──────── Quoted passage

# Buying propety in Dubai



## Sher (Jul 28, 2007)

Hello,
As I see there are many people on this forum interested in coming to dubai seeking a future over here. Just to bried everyone about Dubai, it is a very safe place to reside. Rumours might be many, but I live in dubai and have never faced any problems here. The government here is also very supportive and are welcoming all expats. 

In 2001, the dubai government announced freehold property and 99years ownership on property for everyone. Since then dubai has seen major growth in terms of Jobs availabiltiy, as many multinational companies are shifting their headquarters in dubai. Recent example: Halliburton. The Infrastructure of dubai is also getting a major lift with the introduction of the metro railway system by 2010-2011

Property market has also seen a boom in dubai as people now prefer to own a home in dubai rather than keep paying rent. Recently major banks have also come to dubai or shown interest in coming to dubai to finance home buying etc. 

If anyone needs any more info on dubai or any other emirates of UAE do let me know. I would be more than happy to help.

Regards,
Sher


----------



## australia (Jun 25, 2007)

Cher,

See my message under Buying in Ajman.


----------



## keziah_sandiego (Aug 1, 2007)

Sher said:


> Hello,
> As I see there are many people on this forum interested in coming to dubai seeking a future over here. Just to bried everyone about Dubai, it is a very safe place to reside. Rumours might be many, but I live in dubai and have never faced any problems here. The government here is also very supportive and are welcoming all expats.
> 
> In 2001, the dubai government announced freehold property and 99years ownership on property for everyone. Since then dubai has seen major growth in terms of Jobs availabiltiy, as many multinational companies are shifting their headquarters in dubai. Recent example: Halliburton. The Infrastructure of dubai is also getting a major lift with the introduction of the metro railway system by 2010-2011
> ...


Hi Sher.
Glad I saw your post.
I am a bit confused. My husband and I are to be relocated in Dubai very soon.
We are planning to buy a property there.
For the meantime, the company where my husband works will shoulder our lodging expenses.
anyways, what freehold areas are considered high-end areas? 
We are interested in buying an apartment within good residential areas. I only have Dubai Marina in mind (it's a freehold area, right?).
Anyways, information regarding the freehold areas will be very much appreciated. 
Thank you in advance!

Keziah


----------



## dubaiguy (Aug 1, 2007)

Sher said:


> In 2001, the dubai government announced freehold property and 99years ownership on property for everyone.

────────────────
──────── Data excerpt

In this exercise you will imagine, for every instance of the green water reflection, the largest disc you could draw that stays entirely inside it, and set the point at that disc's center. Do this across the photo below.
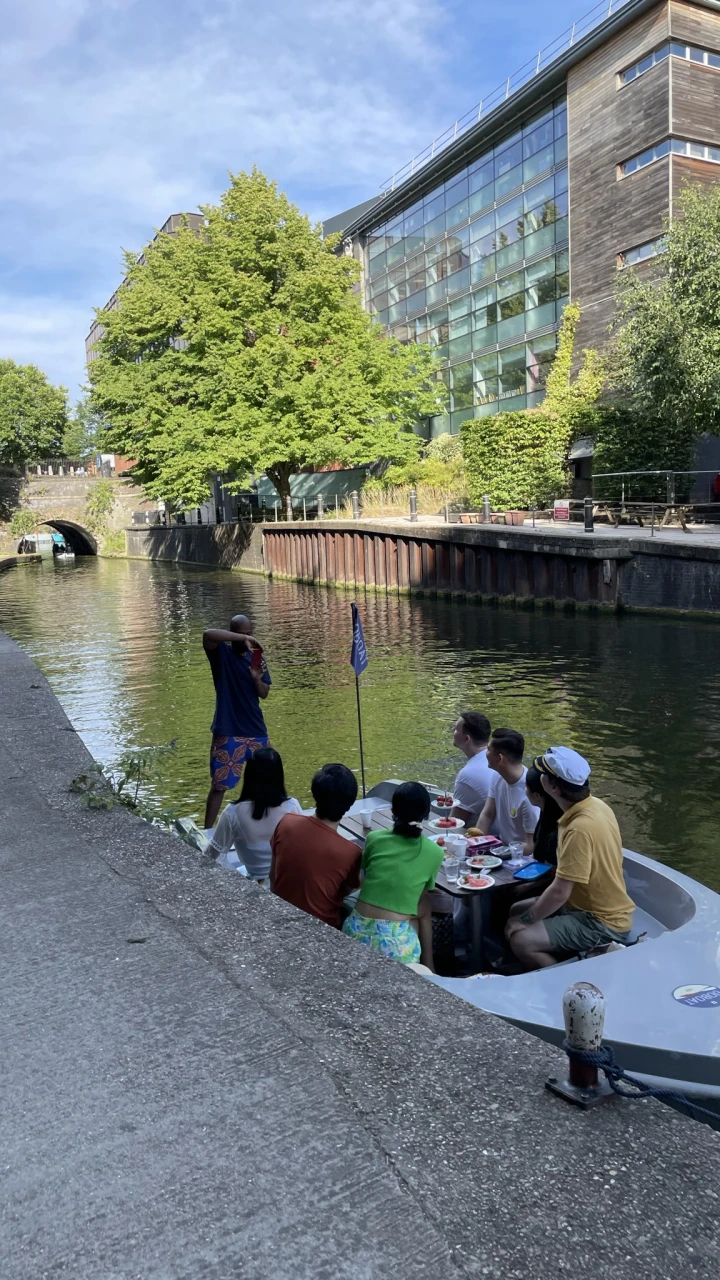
(119, 641)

────────────────

Directives
(a) Copy out the part of the forum thread on buying property in Dubai starting with "If anyone needs" and going on through "(Jun 25, 2007)".
(b) Extend the forum thread on buying property in Dubai, picking up after its final sentence.

Answer list
(a)
If anyone needs any more info on dubai or any other emirates of UAE do let me know. I would be more than happy to help.

Regards,
Sher


----------



## australia (Jun 25, 2007)

(b)
What does that mean?

What is 99 years ownership? What is freehold property?


----------



## Sher (Jul 28, 2007)

keziah_sandiego said:


> Hi Sher.
> Glad I saw your post.
> I am a bit confused. My husband and I are to be relocated in Dubai very soon.
> We are planning to buy a property there.
> ...


Hi, Its good to hear you guys shifting to dubai. I am sure you will love it here. There are a lot of High end freehold areas like dubai marina, the palm(jumeirah) etc... But if you want an apartment the best place would be Dubai marina since there are a lot of buildings there which are completed and the area is also considered high end.

If u need any more information pls feel free to contact me.


----------



## Sher (Jul 28, 2007)

dubaiguy said:


> What does that mean?
> 
> What is 99 years ownership? What is freehold property?


99years is leasehold which means you own the property for 99years only. but this is there in very few areas.

Freehold is your ownership forever. There are a lot of properties of this type for obvious reasons


----------



## roamer (May 24, 2007)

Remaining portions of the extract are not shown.